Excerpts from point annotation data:

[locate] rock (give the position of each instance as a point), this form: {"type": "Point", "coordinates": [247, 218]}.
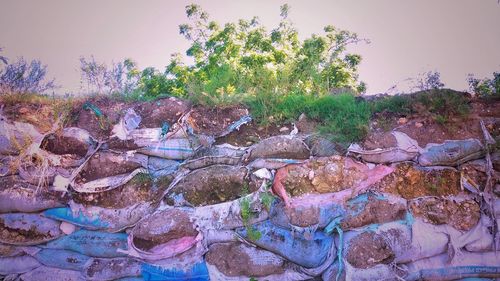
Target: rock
{"type": "Point", "coordinates": [367, 250]}
{"type": "Point", "coordinates": [462, 215]}
{"type": "Point", "coordinates": [210, 185]}
{"type": "Point", "coordinates": [237, 259]}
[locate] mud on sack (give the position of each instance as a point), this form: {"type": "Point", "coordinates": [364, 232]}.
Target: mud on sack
{"type": "Point", "coordinates": [164, 234]}
{"type": "Point", "coordinates": [308, 253]}
{"type": "Point", "coordinates": [112, 210]}
{"type": "Point", "coordinates": [406, 149]}
{"type": "Point", "coordinates": [210, 185]}
{"type": "Point", "coordinates": [106, 170]}
{"type": "Point", "coordinates": [451, 152]}
{"type": "Point", "coordinates": [17, 195]}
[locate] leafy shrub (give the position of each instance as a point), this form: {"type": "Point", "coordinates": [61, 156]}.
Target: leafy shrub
{"type": "Point", "coordinates": [22, 77]}
{"type": "Point", "coordinates": [485, 88]}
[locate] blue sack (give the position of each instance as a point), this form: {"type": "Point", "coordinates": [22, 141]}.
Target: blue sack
{"type": "Point", "coordinates": [198, 272]}
{"type": "Point", "coordinates": [92, 243]}
{"type": "Point", "coordinates": [61, 259]}
{"type": "Point", "coordinates": [307, 253]}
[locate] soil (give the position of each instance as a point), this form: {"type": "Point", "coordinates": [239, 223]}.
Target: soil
{"type": "Point", "coordinates": [212, 185]}
{"type": "Point", "coordinates": [106, 164]}
{"type": "Point", "coordinates": [213, 121]}
{"type": "Point", "coordinates": [280, 147]}
{"type": "Point", "coordinates": [251, 133]}
{"type": "Point", "coordinates": [369, 249]}
{"type": "Point", "coordinates": [155, 113]}
{"type": "Point", "coordinates": [39, 115]}
{"type": "Point", "coordinates": [322, 175]}
{"type": "Point", "coordinates": [162, 227]}
{"type": "Point", "coordinates": [61, 145]}
{"type": "Point", "coordinates": [410, 182]}
{"type": "Point", "coordinates": [375, 210]}
{"type": "Point", "coordinates": [98, 127]}
{"type": "Point", "coordinates": [21, 236]}
{"type": "Point", "coordinates": [138, 189]}
{"type": "Point", "coordinates": [233, 259]}
{"type": "Point", "coordinates": [461, 215]}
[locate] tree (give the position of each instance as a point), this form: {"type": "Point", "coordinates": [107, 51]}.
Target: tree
{"type": "Point", "coordinates": [22, 77]}
{"type": "Point", "coordinates": [244, 58]}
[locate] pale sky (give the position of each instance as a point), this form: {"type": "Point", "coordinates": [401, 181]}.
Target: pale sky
{"type": "Point", "coordinates": [454, 37]}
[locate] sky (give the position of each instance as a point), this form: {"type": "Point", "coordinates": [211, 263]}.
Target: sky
{"type": "Point", "coordinates": [408, 37]}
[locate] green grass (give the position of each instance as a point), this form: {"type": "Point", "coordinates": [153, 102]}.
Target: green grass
{"type": "Point", "coordinates": [341, 117]}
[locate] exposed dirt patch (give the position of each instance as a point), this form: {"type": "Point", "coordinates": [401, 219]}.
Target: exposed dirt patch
{"type": "Point", "coordinates": [235, 259]}
{"type": "Point", "coordinates": [280, 147]}
{"type": "Point", "coordinates": [24, 235]}
{"type": "Point", "coordinates": [213, 121]}
{"type": "Point", "coordinates": [106, 164]}
{"type": "Point", "coordinates": [155, 113]}
{"type": "Point", "coordinates": [162, 227]}
{"type": "Point", "coordinates": [369, 249]}
{"type": "Point", "coordinates": [98, 126]}
{"type": "Point", "coordinates": [60, 145]}
{"type": "Point", "coordinates": [461, 215]}
{"type": "Point", "coordinates": [323, 175]}
{"type": "Point", "coordinates": [40, 115]}
{"type": "Point", "coordinates": [373, 210]}
{"type": "Point", "coordinates": [410, 182]}
{"type": "Point", "coordinates": [138, 189]}
{"type": "Point", "coordinates": [212, 185]}
{"type": "Point", "coordinates": [251, 133]}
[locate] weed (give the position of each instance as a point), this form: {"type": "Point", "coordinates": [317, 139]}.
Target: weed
{"type": "Point", "coordinates": [267, 200]}
{"type": "Point", "coordinates": [142, 179]}
{"type": "Point", "coordinates": [245, 210]}
{"type": "Point", "coordinates": [253, 234]}
{"type": "Point", "coordinates": [440, 119]}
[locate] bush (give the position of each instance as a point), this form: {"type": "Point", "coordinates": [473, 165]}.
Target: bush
{"type": "Point", "coordinates": [22, 77]}
{"type": "Point", "coordinates": [485, 88]}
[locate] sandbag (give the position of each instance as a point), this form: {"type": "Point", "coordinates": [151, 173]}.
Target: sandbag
{"type": "Point", "coordinates": [406, 149]}
{"type": "Point", "coordinates": [62, 259]}
{"type": "Point", "coordinates": [272, 163]}
{"type": "Point", "coordinates": [410, 181]}
{"type": "Point", "coordinates": [305, 213]}
{"type": "Point", "coordinates": [160, 167]}
{"type": "Point", "coordinates": [321, 147]}
{"type": "Point", "coordinates": [111, 269]}
{"type": "Point", "coordinates": [71, 140]}
{"type": "Point", "coordinates": [284, 147]}
{"type": "Point", "coordinates": [98, 218]}
{"type": "Point", "coordinates": [465, 265]}
{"type": "Point", "coordinates": [162, 235]}
{"type": "Point", "coordinates": [92, 243]}
{"type": "Point", "coordinates": [50, 273]}
{"type": "Point", "coordinates": [451, 152]}
{"type": "Point", "coordinates": [18, 264]}
{"type": "Point", "coordinates": [219, 154]}
{"type": "Point", "coordinates": [27, 229]}
{"type": "Point", "coordinates": [16, 136]}
{"type": "Point", "coordinates": [210, 185]}
{"type": "Point", "coordinates": [248, 209]}
{"type": "Point", "coordinates": [108, 170]}
{"type": "Point", "coordinates": [235, 259]}
{"type": "Point", "coordinates": [307, 253]}
{"type": "Point", "coordinates": [462, 214]}
{"type": "Point", "coordinates": [195, 272]}
{"type": "Point", "coordinates": [235, 126]}
{"type": "Point", "coordinates": [19, 196]}
{"type": "Point", "coordinates": [371, 208]}
{"type": "Point", "coordinates": [326, 175]}
{"type": "Point", "coordinates": [189, 265]}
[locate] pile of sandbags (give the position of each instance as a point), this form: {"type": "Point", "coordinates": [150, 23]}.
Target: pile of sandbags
{"type": "Point", "coordinates": [152, 198]}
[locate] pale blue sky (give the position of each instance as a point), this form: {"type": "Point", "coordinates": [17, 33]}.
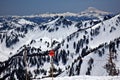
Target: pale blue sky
{"type": "Point", "coordinates": [28, 7]}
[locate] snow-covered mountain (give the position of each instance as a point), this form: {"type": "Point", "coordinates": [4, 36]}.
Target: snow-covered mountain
{"type": "Point", "coordinates": [83, 45]}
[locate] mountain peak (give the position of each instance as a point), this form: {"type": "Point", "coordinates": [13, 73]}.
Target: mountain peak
{"type": "Point", "coordinates": [92, 10]}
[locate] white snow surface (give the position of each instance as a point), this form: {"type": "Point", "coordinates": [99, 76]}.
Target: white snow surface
{"type": "Point", "coordinates": [84, 78]}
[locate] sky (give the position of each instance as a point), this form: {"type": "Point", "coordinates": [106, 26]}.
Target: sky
{"type": "Point", "coordinates": [30, 7]}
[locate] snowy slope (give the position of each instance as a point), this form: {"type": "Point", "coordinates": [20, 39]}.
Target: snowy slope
{"type": "Point", "coordinates": [81, 47]}
{"type": "Point", "coordinates": [86, 78]}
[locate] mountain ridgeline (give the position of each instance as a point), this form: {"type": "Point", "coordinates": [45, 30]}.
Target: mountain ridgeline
{"type": "Point", "coordinates": [84, 44]}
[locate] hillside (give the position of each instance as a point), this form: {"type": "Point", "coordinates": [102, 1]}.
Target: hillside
{"type": "Point", "coordinates": [83, 45]}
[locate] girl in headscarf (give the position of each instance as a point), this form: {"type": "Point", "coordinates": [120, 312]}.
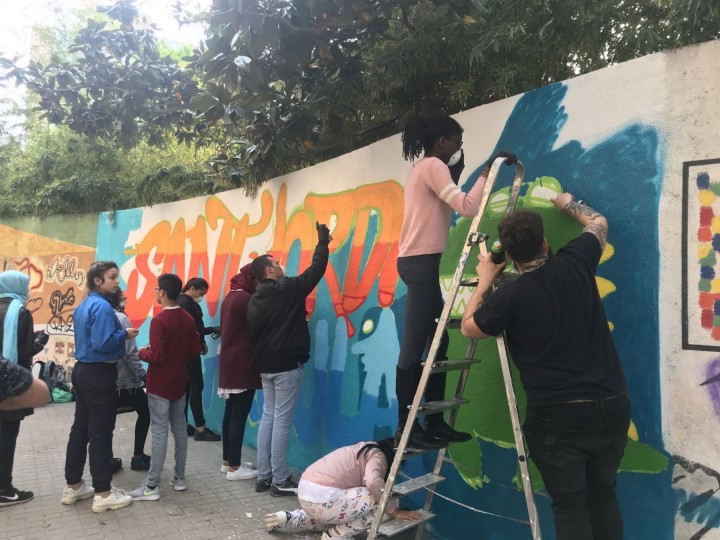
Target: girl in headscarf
{"type": "Point", "coordinates": [16, 335]}
{"type": "Point", "coordinates": [239, 376]}
{"type": "Point", "coordinates": [339, 493]}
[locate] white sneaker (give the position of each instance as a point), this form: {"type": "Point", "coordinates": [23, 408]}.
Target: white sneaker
{"type": "Point", "coordinates": [116, 500]}
{"type": "Point", "coordinates": [71, 496]}
{"type": "Point", "coordinates": [145, 493]}
{"type": "Point", "coordinates": [241, 473]}
{"type": "Point", "coordinates": [276, 521]}
{"type": "Point", "coordinates": [180, 484]}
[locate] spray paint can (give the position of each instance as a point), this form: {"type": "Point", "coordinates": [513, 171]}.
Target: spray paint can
{"type": "Point", "coordinates": [497, 253]}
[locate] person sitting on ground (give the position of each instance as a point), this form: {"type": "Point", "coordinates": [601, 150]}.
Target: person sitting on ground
{"type": "Point", "coordinates": [173, 339]}
{"type": "Point", "coordinates": [130, 383]}
{"type": "Point", "coordinates": [192, 294]}
{"type": "Point", "coordinates": [340, 492]}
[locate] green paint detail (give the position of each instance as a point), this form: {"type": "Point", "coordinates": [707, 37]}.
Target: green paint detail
{"type": "Point", "coordinates": [643, 458]}
{"type": "Point", "coordinates": [487, 415]}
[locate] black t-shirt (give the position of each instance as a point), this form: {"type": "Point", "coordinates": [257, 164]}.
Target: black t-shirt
{"type": "Point", "coordinates": [556, 329]}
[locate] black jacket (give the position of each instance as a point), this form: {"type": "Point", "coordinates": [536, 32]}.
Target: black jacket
{"type": "Point", "coordinates": [25, 352]}
{"type": "Point", "coordinates": [194, 309]}
{"type": "Point", "coordinates": [277, 317]}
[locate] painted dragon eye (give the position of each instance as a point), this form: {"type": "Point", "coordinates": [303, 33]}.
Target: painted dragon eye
{"type": "Point", "coordinates": [368, 326]}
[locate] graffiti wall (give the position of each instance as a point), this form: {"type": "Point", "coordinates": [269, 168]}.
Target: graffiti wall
{"type": "Point", "coordinates": [638, 141]}
{"type": "Point", "coordinates": [52, 253]}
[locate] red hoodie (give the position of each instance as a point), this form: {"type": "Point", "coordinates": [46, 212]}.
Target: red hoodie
{"type": "Point", "coordinates": [237, 358]}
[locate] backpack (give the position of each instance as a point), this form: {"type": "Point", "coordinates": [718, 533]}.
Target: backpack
{"type": "Point", "coordinates": [51, 374]}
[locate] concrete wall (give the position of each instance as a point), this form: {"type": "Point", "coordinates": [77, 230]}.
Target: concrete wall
{"type": "Point", "coordinates": [637, 141]}
{"type": "Point", "coordinates": [55, 252]}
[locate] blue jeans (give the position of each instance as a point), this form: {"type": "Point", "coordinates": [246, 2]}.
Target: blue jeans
{"type": "Point", "coordinates": [577, 447]}
{"type": "Point", "coordinates": [280, 395]}
{"type": "Point", "coordinates": [162, 413]}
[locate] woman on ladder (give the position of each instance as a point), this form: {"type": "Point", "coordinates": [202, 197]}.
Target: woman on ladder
{"type": "Point", "coordinates": [431, 196]}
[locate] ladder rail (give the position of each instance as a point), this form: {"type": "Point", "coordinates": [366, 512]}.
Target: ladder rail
{"type": "Point", "coordinates": [519, 441]}
{"type": "Point", "coordinates": [474, 238]}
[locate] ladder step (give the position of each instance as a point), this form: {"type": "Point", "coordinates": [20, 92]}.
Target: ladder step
{"type": "Point", "coordinates": [453, 365]}
{"type": "Point", "coordinates": [502, 278]}
{"type": "Point", "coordinates": [452, 322]}
{"type": "Point", "coordinates": [432, 407]}
{"type": "Point", "coordinates": [416, 484]}
{"type": "Point", "coordinates": [397, 526]}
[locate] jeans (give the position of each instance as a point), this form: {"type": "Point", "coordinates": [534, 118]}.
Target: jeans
{"type": "Point", "coordinates": [577, 447]}
{"type": "Point", "coordinates": [164, 412]}
{"type": "Point", "coordinates": [280, 395]}
{"type": "Point", "coordinates": [8, 440]}
{"type": "Point", "coordinates": [137, 399]}
{"type": "Point", "coordinates": [92, 429]}
{"type": "Point", "coordinates": [193, 394]}
{"type": "Point", "coordinates": [237, 408]}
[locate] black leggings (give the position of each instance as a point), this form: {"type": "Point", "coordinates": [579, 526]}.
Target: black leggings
{"type": "Point", "coordinates": [137, 399]}
{"type": "Point", "coordinates": [423, 304]}
{"type": "Point", "coordinates": [194, 390]}
{"type": "Point", "coordinates": [8, 439]}
{"type": "Point", "coordinates": [237, 408]}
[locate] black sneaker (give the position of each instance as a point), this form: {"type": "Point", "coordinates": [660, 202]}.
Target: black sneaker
{"type": "Point", "coordinates": [262, 485]}
{"type": "Point", "coordinates": [441, 430]}
{"type": "Point", "coordinates": [206, 435]}
{"type": "Point", "coordinates": [116, 465]}
{"type": "Point", "coordinates": [288, 487]}
{"type": "Point", "coordinates": [11, 496]}
{"type": "Point", "coordinates": [140, 463]}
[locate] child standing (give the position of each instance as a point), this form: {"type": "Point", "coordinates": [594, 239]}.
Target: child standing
{"type": "Point", "coordinates": [173, 339]}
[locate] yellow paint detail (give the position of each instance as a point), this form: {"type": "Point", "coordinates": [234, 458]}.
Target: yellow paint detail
{"type": "Point", "coordinates": [608, 252]}
{"type": "Point", "coordinates": [605, 286]}
{"type": "Point", "coordinates": [632, 432]}
{"type": "Point", "coordinates": [704, 249]}
{"type": "Point", "coordinates": [707, 197]}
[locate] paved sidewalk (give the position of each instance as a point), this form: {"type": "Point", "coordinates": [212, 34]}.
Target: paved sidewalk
{"type": "Point", "coordinates": [212, 507]}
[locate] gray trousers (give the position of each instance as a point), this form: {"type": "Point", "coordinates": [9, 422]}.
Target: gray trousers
{"type": "Point", "coordinates": [164, 412]}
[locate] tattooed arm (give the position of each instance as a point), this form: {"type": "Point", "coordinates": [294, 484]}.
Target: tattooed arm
{"type": "Point", "coordinates": [591, 220]}
{"type": "Point", "coordinates": [487, 272]}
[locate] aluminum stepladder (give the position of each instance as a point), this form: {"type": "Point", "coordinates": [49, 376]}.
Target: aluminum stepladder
{"type": "Point", "coordinates": [391, 528]}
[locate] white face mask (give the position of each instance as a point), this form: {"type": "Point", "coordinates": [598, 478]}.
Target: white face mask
{"type": "Point", "coordinates": [455, 158]}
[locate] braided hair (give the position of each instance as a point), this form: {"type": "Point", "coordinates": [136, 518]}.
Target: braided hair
{"type": "Point", "coordinates": [386, 446]}
{"type": "Point", "coordinates": [422, 132]}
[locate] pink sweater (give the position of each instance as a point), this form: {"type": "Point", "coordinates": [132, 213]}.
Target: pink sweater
{"type": "Point", "coordinates": [341, 469]}
{"type": "Point", "coordinates": [430, 198]}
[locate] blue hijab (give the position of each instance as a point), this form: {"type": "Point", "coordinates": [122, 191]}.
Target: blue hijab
{"type": "Point", "coordinates": [15, 285]}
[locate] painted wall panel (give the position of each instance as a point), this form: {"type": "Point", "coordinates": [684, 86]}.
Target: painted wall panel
{"type": "Point", "coordinates": [638, 141]}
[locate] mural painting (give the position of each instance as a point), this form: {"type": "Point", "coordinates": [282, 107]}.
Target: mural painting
{"type": "Point", "coordinates": [57, 272]}
{"type": "Point", "coordinates": [587, 136]}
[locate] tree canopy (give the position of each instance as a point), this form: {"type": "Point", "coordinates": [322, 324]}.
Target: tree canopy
{"type": "Point", "coordinates": [280, 84]}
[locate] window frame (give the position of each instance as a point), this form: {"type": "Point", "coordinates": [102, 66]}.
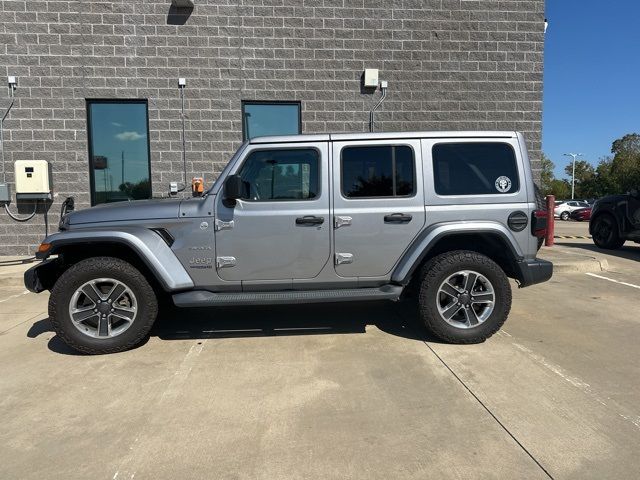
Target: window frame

■ Directions for this task: Copy the records from the line containing "[locate] window frame" through the end, changing "window frame" to "door frame" and keeping everything else the same. Leave the pictures out of your answer.

■ Exercise answer:
[locate] door frame (give the position of each instance as a point), this form: {"type": "Point", "coordinates": [102, 66]}.
Target: door frame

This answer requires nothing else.